• [Provided text]:
You are viewing a plain text version of this content. The canonical link for it is here.

Posted to users@opennlp.apache.org by William Colen <wi...@gmail.com> on 2017/01/04 20:06:23 UTC

UIMA Fit + Pythonator issue

Hi,

I managed to create a UIMA C++ component that performs POSTagging with
Pythonator. It works very well as a standalone annotator. I created a XMI
with sentence and token annotation, the Python code could iterate them and
create the POS tags. I could run it as follows

runAE.sh PythonAnnotator.xml -xmi xmi_folder


Now I am integrating it to the pipeline using UIMA Fit.



...

AggregateBuilder builder = new AggregateBuilder();

builder.add(AnalysisEngineFactory.createEngineDescription(SentDetect.class,

   SentenceModelResource.PARAM_SENTENCE_MODEL_RESOURCE, sentdetectModelRes
));

builder.add(AnalysisEngineFactory.createEngineDescription(Tokenizer.class,

  TokenizerModelResource.PARAM_TOKENIZER_MODEL_RESOURCE, tokenizerModelRes
));

builder.add(AnalysisEngineFactory.createEngineDescriptionFromPath(
"/complete_path/PythonAnnotator.xml"))


AnalysisEngine aggregate = builder.createAggregate();


It runs OK. I can see a log in the Python code that the "process" function
was called. It loads the type system. I can also run getDocumentText and it
works as expected.


The issue starts when I try to iterate over the sentence annotations. They
are not there! It works in the standalone version when I read it from XMI.


Any clue what I am missing?


Thank you,

William

Re: UIMA Fit + Pythonator issue

Posted by William Colen <wi...@gmail.com>.

I would like to share my final solution

1. Created a combo iterator like the one in OpenNLP
https://gist.github.com/wcolen/037a68fca7e8b402b6e0d3e4df4fab49#file-annotationcomboiterator-py

2. Created a sample,py that iterates over UIMA annotations
https://gist.github.com/wcolen/5edbdcb1d2b6588fead45bbc2dd4fb5b#file-sample-py


William

2017-01-05 1:43 GMT-02:00 William Colen <wi...@gmail.com>:

> Thank you very much, Richard!
>
> Actually it was an error in my Python iterator.
>
> I am using sentence detector and tokenizer from OpenNLP.
> POS Tagger I am using one created in Python using neural networks (
> https://github.com/erickrf/nlpnet).

• [Dataset]:
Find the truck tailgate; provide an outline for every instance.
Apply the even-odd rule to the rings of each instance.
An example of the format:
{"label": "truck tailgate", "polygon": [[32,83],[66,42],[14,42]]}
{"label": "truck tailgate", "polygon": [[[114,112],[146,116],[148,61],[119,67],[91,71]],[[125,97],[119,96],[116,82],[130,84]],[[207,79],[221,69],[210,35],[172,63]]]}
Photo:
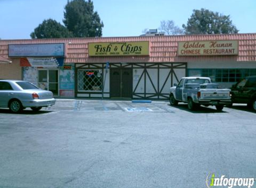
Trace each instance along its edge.
{"label": "truck tailgate", "polygon": [[200,89],[200,100],[229,100],[230,99],[229,89]]}

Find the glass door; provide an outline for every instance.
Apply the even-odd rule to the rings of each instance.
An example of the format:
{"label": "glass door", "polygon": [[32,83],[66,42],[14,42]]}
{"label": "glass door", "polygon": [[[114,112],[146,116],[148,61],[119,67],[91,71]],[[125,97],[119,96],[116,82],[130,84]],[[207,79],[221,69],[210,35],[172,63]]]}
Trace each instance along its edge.
{"label": "glass door", "polygon": [[38,70],[38,86],[51,91],[54,95],[59,95],[58,70]]}

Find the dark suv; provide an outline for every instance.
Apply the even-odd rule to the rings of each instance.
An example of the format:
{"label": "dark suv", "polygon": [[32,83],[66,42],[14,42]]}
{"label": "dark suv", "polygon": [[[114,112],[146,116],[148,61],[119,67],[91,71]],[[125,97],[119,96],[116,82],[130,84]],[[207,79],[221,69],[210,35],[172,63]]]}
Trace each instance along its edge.
{"label": "dark suv", "polygon": [[256,76],[246,77],[231,88],[232,103],[246,103],[256,111]]}

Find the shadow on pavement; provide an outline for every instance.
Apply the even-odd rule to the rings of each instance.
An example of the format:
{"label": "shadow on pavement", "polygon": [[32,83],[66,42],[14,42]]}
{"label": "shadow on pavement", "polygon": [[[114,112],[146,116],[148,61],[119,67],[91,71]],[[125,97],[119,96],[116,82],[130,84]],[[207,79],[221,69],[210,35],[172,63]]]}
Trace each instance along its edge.
{"label": "shadow on pavement", "polygon": [[246,112],[251,112],[251,113],[255,113],[255,112],[256,112],[256,111],[255,111],[253,109],[252,107],[250,107],[250,106],[247,106],[244,105],[244,106],[230,106],[230,107],[228,107],[232,109],[235,109],[235,110],[243,110],[243,111],[245,111]]}
{"label": "shadow on pavement", "polygon": [[14,113],[10,111],[9,109],[0,109],[0,114],[18,114],[21,115],[38,115],[40,114],[48,113],[51,112],[52,111],[44,111],[42,110],[39,110],[38,111],[34,111],[32,110],[24,110],[21,111],[21,112],[18,113]]}
{"label": "shadow on pavement", "polygon": [[194,110],[190,110],[188,108],[188,105],[186,104],[178,104],[177,106],[171,106],[170,104],[168,105],[173,107],[174,108],[177,108],[183,110],[187,111],[189,112],[193,113],[194,114],[206,114],[206,113],[227,113],[227,112],[225,110],[218,111],[217,110],[213,108],[208,108],[203,106],[200,106],[199,107],[196,108]]}

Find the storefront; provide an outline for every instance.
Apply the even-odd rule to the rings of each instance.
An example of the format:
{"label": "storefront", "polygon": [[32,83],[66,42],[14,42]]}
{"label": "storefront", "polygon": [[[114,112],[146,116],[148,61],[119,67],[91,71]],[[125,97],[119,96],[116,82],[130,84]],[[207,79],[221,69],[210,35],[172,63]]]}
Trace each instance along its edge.
{"label": "storefront", "polygon": [[256,75],[256,34],[4,40],[0,56],[56,96],[167,99],[182,77],[229,87]]}

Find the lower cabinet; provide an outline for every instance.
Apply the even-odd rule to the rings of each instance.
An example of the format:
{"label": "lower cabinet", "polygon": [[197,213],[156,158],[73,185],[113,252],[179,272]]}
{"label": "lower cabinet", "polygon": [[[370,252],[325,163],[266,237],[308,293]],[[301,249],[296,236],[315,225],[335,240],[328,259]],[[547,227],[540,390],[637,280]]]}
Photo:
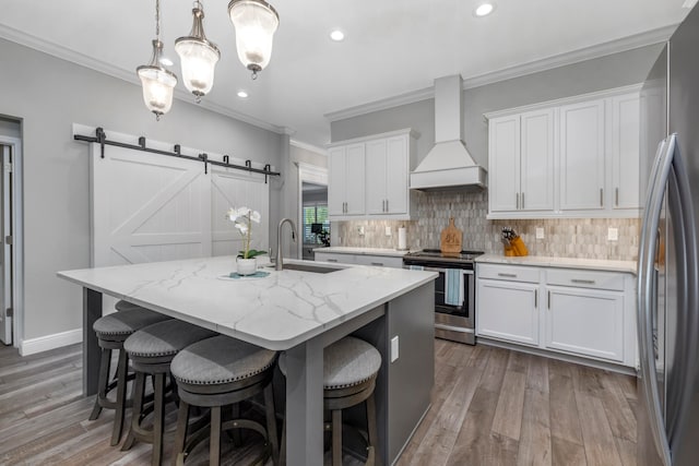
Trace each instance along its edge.
{"label": "lower cabinet", "polygon": [[631,274],[477,264],[476,277],[477,336],[636,366]]}
{"label": "lower cabinet", "polygon": [[538,346],[538,284],[478,279],[477,335]]}

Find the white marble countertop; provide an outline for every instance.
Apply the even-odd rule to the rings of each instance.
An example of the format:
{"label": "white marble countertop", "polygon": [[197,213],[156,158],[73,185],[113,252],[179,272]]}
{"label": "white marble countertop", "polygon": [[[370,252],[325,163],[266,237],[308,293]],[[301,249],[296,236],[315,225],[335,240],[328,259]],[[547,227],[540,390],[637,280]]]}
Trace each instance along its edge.
{"label": "white marble countertop", "polygon": [[431,272],[325,264],[340,270],[320,274],[265,268],[270,275],[264,278],[224,279],[235,271],[234,261],[201,258],[58,276],[274,350],[292,348],[437,277]]}
{"label": "white marble countertop", "polygon": [[408,252],[418,251],[417,249],[410,249],[406,251],[399,251],[398,249],[388,248],[356,248],[348,246],[331,246],[328,248],[316,248],[313,252],[332,252],[335,254],[367,254],[367,255],[390,255],[402,258]]}
{"label": "white marble countertop", "polygon": [[587,268],[594,271],[626,272],[636,274],[636,261],[607,261],[603,259],[548,258],[544,255],[505,256],[500,254],[483,254],[476,258],[477,263],[536,265],[543,267]]}

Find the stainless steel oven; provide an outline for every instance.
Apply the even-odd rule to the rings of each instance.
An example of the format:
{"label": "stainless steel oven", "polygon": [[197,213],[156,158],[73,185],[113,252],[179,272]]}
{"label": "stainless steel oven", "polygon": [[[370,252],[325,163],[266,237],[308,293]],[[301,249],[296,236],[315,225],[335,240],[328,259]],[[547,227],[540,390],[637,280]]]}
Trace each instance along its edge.
{"label": "stainless steel oven", "polygon": [[[435,280],[435,336],[475,345],[475,267],[473,258],[481,252],[462,251],[459,254],[441,254],[426,250],[405,254],[403,266],[417,267],[439,274]],[[447,299],[449,274],[459,274],[459,299]],[[451,286],[454,286],[453,284]],[[453,292],[453,291],[452,291]],[[453,295],[452,295],[453,298]]]}

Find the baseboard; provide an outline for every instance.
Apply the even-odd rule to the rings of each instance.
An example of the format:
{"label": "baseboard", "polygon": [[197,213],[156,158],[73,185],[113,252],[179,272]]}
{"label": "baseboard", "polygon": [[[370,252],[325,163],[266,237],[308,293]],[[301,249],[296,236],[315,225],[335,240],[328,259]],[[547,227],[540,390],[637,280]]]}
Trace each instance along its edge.
{"label": "baseboard", "polygon": [[36,353],[48,351],[61,346],[73,345],[83,340],[82,328],[69,330],[68,332],[55,333],[52,335],[39,336],[38,338],[25,339],[20,344],[20,355],[29,356]]}

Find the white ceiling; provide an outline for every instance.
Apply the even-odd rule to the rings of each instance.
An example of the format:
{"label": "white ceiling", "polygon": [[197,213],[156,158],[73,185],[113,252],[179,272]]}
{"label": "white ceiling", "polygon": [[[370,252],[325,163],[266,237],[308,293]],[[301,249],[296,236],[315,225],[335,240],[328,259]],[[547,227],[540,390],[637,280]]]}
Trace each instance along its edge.
{"label": "white ceiling", "polygon": [[[473,10],[481,2],[271,0],[281,20],[272,60],[251,81],[236,55],[227,0],[203,0],[204,29],[222,59],[214,88],[201,105],[323,146],[330,141],[327,113],[425,93],[445,75],[483,81],[497,71],[605,43],[628,48],[648,37],[657,40],[688,13],[686,0],[496,0],[496,11],[479,19]],[[182,0],[161,5],[165,52],[178,75],[174,41],[189,34],[191,5]],[[329,39],[333,27],[345,32],[344,41]],[[2,1],[0,37],[134,83],[135,68],[150,60],[154,36],[154,0]],[[178,88],[178,98],[192,100],[181,83]],[[238,89],[249,98],[238,98]]]}

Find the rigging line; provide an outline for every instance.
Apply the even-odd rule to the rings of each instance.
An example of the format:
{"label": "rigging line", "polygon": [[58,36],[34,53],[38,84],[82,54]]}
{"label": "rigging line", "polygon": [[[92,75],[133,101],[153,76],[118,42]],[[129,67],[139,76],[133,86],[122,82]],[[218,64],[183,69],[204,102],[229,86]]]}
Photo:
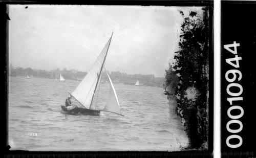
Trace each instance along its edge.
{"label": "rigging line", "polygon": [[[104,63],[105,61],[106,60],[106,55],[108,54],[108,52],[109,51],[109,49],[110,48],[110,43],[111,42],[111,40],[112,39],[113,33],[113,32],[112,32],[112,34],[111,35],[111,37],[110,37],[110,38],[109,39],[110,40],[110,43],[109,43],[109,46],[108,46],[108,49],[106,50],[106,55],[105,55],[105,57],[104,57],[104,60],[103,60],[103,62],[102,62],[102,64],[101,65],[101,67],[100,67],[100,71],[99,72],[99,75],[100,75],[101,74],[101,71],[102,71],[103,65],[104,65]],[[91,108],[91,106],[92,106],[92,102],[93,101],[93,98],[94,97],[94,93],[95,93],[96,88],[97,87],[97,85],[98,85],[98,82],[99,82],[99,78],[98,78],[98,80],[97,80],[96,85],[96,86],[95,86],[95,88],[94,89],[94,92],[93,93],[93,97],[92,97],[92,100],[91,101],[91,105],[90,105],[89,108]]]}
{"label": "rigging line", "polygon": [[[101,77],[101,75],[100,75],[100,78]],[[101,78],[100,78],[101,79]],[[100,82],[99,82],[99,89],[98,89],[98,92],[97,92],[97,98],[96,98],[96,103],[95,103],[95,110],[96,110],[96,105],[97,105],[97,103],[98,103],[98,97],[99,97],[99,88],[100,88]]]}
{"label": "rigging line", "polygon": [[[90,72],[90,73],[91,74],[92,74],[92,73],[91,73],[91,71],[89,71],[89,72]],[[86,100],[87,99],[87,98],[88,98],[88,96],[89,96],[89,94],[90,94],[90,92],[91,92],[91,90],[92,90],[92,88],[93,88],[93,85],[94,84],[94,83],[95,83],[95,81],[96,81],[96,80],[94,80],[94,82],[93,82],[93,84],[92,84],[92,85],[91,86],[91,88],[90,88],[89,93],[88,93],[88,94],[87,95],[87,96],[86,96],[86,98],[85,100]],[[94,94],[93,95],[94,95]],[[91,106],[90,106],[90,107],[91,107]],[[89,108],[90,108],[90,107],[89,107]]]}
{"label": "rigging line", "polygon": [[105,111],[105,112],[111,112],[111,113],[114,113],[114,114],[117,114],[117,115],[121,115],[121,116],[124,116],[124,115],[122,115],[122,114],[118,114],[118,113],[116,113],[116,112],[115,112],[109,111],[104,110],[100,110],[100,111]]}
{"label": "rigging line", "polygon": [[85,108],[87,108],[86,107],[84,107],[84,106],[83,106],[83,104],[82,104],[82,103],[80,103],[80,102],[78,100],[77,100],[77,99],[76,99],[76,98],[75,98],[75,97],[74,97],[74,96],[73,96],[71,94],[70,94],[70,93],[69,92],[68,92],[68,94],[69,94],[69,95],[70,95],[70,96],[71,96],[73,98],[74,98],[75,99],[75,100],[76,100],[76,101],[77,101],[78,103],[80,103],[80,104],[81,104],[82,106],[83,106]]}

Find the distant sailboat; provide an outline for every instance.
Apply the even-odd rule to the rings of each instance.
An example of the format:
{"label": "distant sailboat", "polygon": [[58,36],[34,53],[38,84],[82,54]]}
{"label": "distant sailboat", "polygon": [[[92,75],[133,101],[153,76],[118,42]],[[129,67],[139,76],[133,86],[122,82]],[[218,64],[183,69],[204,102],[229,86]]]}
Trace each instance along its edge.
{"label": "distant sailboat", "polygon": [[135,83],[135,85],[137,85],[137,86],[142,86],[142,84],[140,83],[140,81],[139,81],[139,80],[137,80],[137,82],[136,82],[136,83]]}
{"label": "distant sailboat", "polygon": [[66,80],[64,79],[64,77],[63,77],[63,76],[61,75],[61,74],[59,75],[59,82],[66,82]]}
{"label": "distant sailboat", "polygon": [[106,71],[105,72],[108,75],[108,82],[110,84],[110,86],[109,99],[105,107],[102,109],[96,109],[97,105],[96,104],[95,104],[95,106],[93,106],[94,103],[96,102],[97,103],[98,97],[95,97],[97,95],[98,95],[103,72],[102,70],[112,38],[112,35],[111,35],[92,67],[88,71],[88,73],[80,82],[76,89],[71,94],[70,94],[72,97],[80,103],[82,107],[76,106],[73,109],[68,110],[65,106],[62,105],[61,108],[63,110],[93,115],[99,115],[101,111],[104,111],[122,115],[115,88]]}

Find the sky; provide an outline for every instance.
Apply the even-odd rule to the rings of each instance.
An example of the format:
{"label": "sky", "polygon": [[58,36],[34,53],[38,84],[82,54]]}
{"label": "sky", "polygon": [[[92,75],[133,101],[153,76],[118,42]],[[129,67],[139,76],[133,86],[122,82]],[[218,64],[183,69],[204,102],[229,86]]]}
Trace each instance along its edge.
{"label": "sky", "polygon": [[163,77],[178,49],[178,10],[185,16],[201,8],[9,5],[9,64],[87,72],[113,32],[106,70]]}

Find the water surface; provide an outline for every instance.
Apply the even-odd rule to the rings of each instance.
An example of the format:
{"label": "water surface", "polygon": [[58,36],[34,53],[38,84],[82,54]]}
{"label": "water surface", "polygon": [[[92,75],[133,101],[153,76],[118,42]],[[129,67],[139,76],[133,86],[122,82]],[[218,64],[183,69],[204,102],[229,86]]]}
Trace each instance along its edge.
{"label": "water surface", "polygon": [[[30,151],[177,151],[187,138],[160,87],[114,83],[124,116],[63,112],[67,92],[79,81],[10,77],[9,141],[12,150]],[[109,84],[101,84],[97,104],[104,106]],[[31,134],[36,136],[30,136]]]}

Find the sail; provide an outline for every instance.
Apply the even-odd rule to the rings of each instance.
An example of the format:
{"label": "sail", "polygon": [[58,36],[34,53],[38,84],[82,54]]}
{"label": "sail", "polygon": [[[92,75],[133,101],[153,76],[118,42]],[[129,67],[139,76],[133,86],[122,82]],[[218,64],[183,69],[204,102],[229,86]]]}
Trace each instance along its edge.
{"label": "sail", "polygon": [[115,91],[112,81],[109,74],[108,74],[108,72],[106,72],[106,74],[108,75],[108,79],[110,85],[110,90],[109,100],[104,110],[122,115],[120,110],[119,103],[118,103],[118,99],[117,99],[116,91]]}
{"label": "sail", "polygon": [[84,78],[71,94],[71,95],[86,108],[90,108],[91,106],[112,37],[112,36]]}
{"label": "sail", "polygon": [[62,77],[61,75],[61,74],[59,75],[59,81],[60,82],[63,82],[65,81],[65,79],[64,79],[64,77]]}

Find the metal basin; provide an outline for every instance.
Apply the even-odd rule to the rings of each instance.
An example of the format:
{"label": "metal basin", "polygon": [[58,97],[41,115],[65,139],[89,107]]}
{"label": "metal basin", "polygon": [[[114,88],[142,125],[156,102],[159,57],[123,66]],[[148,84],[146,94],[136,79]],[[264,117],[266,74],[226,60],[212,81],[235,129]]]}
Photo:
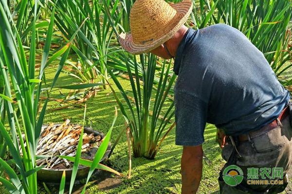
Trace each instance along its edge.
{"label": "metal basin", "polygon": [[[55,125],[57,127],[61,124],[58,124]],[[48,127],[48,125],[44,125],[42,127],[42,131],[46,129]],[[100,135],[101,139],[103,139],[105,137],[105,134],[101,132],[94,130],[92,128],[87,127],[84,127],[84,132],[87,133],[93,133],[94,135]],[[107,149],[106,153],[101,159],[101,161],[103,161],[106,159],[111,148],[110,143],[109,144],[109,146]],[[92,147],[91,149],[94,149],[94,147]],[[86,160],[92,161],[94,158],[94,156],[96,152],[96,148],[93,150],[93,152],[90,154],[90,156],[84,158]],[[91,150],[92,151],[92,150]],[[83,158],[83,157],[82,157]],[[81,166],[78,168],[78,170],[77,171],[77,176],[76,178],[82,179],[87,177],[88,172],[89,171],[90,167]],[[72,168],[65,168],[65,169],[51,169],[47,168],[44,168],[42,169],[37,171],[37,180],[45,182],[52,182],[52,183],[59,183],[61,181],[62,178],[62,174],[63,171],[65,171],[66,173],[66,181],[70,181],[71,178],[71,175],[72,174]]]}

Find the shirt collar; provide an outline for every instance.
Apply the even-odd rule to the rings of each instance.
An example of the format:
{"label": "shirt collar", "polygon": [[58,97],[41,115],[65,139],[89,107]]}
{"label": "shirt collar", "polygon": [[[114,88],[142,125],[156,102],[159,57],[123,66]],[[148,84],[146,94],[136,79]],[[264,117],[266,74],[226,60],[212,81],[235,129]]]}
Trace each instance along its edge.
{"label": "shirt collar", "polygon": [[177,49],[175,55],[174,65],[173,66],[173,71],[174,71],[174,73],[177,75],[179,75],[179,72],[180,71],[181,61],[182,61],[182,57],[183,54],[183,49],[185,47],[186,43],[187,43],[188,40],[191,37],[194,32],[196,31],[192,29],[189,28],[179,45],[179,47]]}

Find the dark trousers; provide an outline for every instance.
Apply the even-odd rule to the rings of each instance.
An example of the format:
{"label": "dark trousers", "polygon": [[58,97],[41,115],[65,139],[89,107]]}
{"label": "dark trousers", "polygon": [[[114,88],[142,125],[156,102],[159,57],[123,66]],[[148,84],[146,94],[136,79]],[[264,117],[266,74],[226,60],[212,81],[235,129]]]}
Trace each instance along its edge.
{"label": "dark trousers", "polygon": [[[292,127],[289,117],[287,116],[281,122],[281,126],[279,125],[265,134],[252,138],[250,141],[239,142],[236,138],[234,138],[238,153],[229,140],[222,150],[222,156],[227,162],[221,169],[219,178],[220,193],[277,194],[284,191],[288,184],[287,172],[292,162]],[[222,178],[224,170],[232,164],[239,167],[243,172],[243,180],[236,186],[229,186]],[[248,184],[248,180],[250,179],[251,177],[248,179],[248,168],[252,167],[257,169],[283,168],[284,184]],[[258,175],[259,173],[259,170]],[[259,176],[258,179],[263,179],[261,176]],[[265,179],[269,181],[280,179],[266,177]]]}

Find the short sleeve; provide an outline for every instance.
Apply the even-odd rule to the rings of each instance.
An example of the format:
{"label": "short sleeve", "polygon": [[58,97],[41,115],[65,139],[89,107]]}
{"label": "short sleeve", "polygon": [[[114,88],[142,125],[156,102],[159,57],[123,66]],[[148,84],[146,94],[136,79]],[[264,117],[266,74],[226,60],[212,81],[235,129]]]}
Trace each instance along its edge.
{"label": "short sleeve", "polygon": [[204,143],[208,105],[183,91],[175,92],[176,145],[195,146]]}

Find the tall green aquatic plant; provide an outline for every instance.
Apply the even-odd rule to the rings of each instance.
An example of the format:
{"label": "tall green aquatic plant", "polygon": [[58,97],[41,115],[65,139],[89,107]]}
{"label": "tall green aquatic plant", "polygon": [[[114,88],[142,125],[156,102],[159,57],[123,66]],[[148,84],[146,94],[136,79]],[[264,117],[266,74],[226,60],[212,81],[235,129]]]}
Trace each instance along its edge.
{"label": "tall green aquatic plant", "polygon": [[[5,114],[5,112],[2,112],[4,110],[7,117],[0,121],[0,134],[12,157],[12,160],[9,161],[0,158],[0,170],[1,172],[5,171],[9,177],[8,180],[0,176],[0,181],[10,193],[15,194],[37,193],[36,172],[42,166],[36,165],[35,153],[47,103],[46,100],[39,112],[41,104],[39,98],[45,79],[44,70],[53,61],[62,55],[53,88],[73,38],[73,37],[66,45],[49,57],[54,31],[54,8],[43,49],[39,73],[36,75],[36,26],[38,3],[38,0],[35,0],[30,48],[29,51],[26,52],[18,33],[18,21],[15,21],[16,25],[7,1],[0,1],[0,69],[4,85],[0,98],[4,104],[1,115]],[[6,123],[9,128],[5,127]],[[25,136],[25,145],[22,134]],[[10,167],[12,163],[15,163],[16,169]]]}
{"label": "tall green aquatic plant", "polygon": [[[174,104],[167,98],[176,76],[174,74],[170,75],[171,64],[164,61],[158,72],[159,79],[157,88],[155,89],[156,57],[151,54],[142,54],[139,62],[137,56],[132,55],[131,60],[134,63],[133,70],[127,63],[126,55],[124,56],[133,97],[128,96],[116,76],[109,71],[126,102],[122,102],[112,87],[110,88],[128,125],[134,156],[153,159],[174,126],[174,122],[171,125],[170,121],[174,114]],[[139,68],[142,70],[141,77]]]}
{"label": "tall green aquatic plant", "polygon": [[291,61],[288,24],[291,0],[193,0],[191,18],[201,29],[225,23],[242,32],[264,54],[277,76],[289,70]]}
{"label": "tall green aquatic plant", "polygon": [[[110,16],[114,18],[118,2],[113,1],[111,4]],[[101,82],[105,83],[108,76],[106,66],[108,56],[115,49],[110,47],[113,32],[108,15],[104,14],[103,4],[98,0],[59,0],[56,3],[56,24],[67,39],[83,21],[88,18],[78,32],[73,47],[81,65],[79,67],[73,65],[77,72],[75,75],[86,82],[99,77],[98,75],[100,74],[99,78]]]}
{"label": "tall green aquatic plant", "polygon": [[291,0],[219,0],[215,19],[242,32],[265,55],[272,68],[279,71],[291,56],[287,50]]}

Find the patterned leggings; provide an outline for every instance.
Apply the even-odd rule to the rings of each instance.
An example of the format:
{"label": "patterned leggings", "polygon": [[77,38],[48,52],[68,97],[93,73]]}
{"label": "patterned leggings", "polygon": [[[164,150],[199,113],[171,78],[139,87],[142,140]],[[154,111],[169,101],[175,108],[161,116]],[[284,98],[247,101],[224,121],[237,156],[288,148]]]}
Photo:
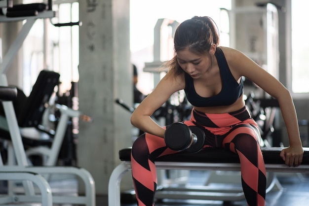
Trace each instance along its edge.
{"label": "patterned leggings", "polygon": [[[261,136],[246,108],[224,114],[204,113],[193,109],[190,119],[184,123],[204,131],[204,147],[221,147],[238,154],[248,205],[264,206],[266,175],[259,143]],[[132,148],[132,174],[139,206],[154,205],[155,158],[177,152],[167,148],[163,138],[148,133],[135,140]]]}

• [Tasks to carry out]:
- a) Decide whether each statement agrees with the Pythonator thread, answering yes or no and quoting the deciding words: (i) The component worked well as a standalone annotator. (ii) The POS tagger in use comes from OpenNLP. (iii) The problem turned out to be an error in the Python iterator.
- b) In the Pythonator thread, what command ran the component as a standalone annotator?
- c) Copy word for word everything in the Pythonator thread from "The issue starts" down to "I am missing?".

• [Solution list]:
- a)
(i) Yes: "It works very well as a standalone annotator."
(ii) No: "POS Tagger I am using one created in Python using neural networks"
(iii) Yes: "Actually it was an error in my Python iterator."

- b) runAE.sh PythonAnnotator.xml -xmi xmi_folder

- c)
The issue starts when I try to iterate over the sentence annotations. They
are not there! It works in the standalone version when I read it from XMI.


Any clue what I am missing?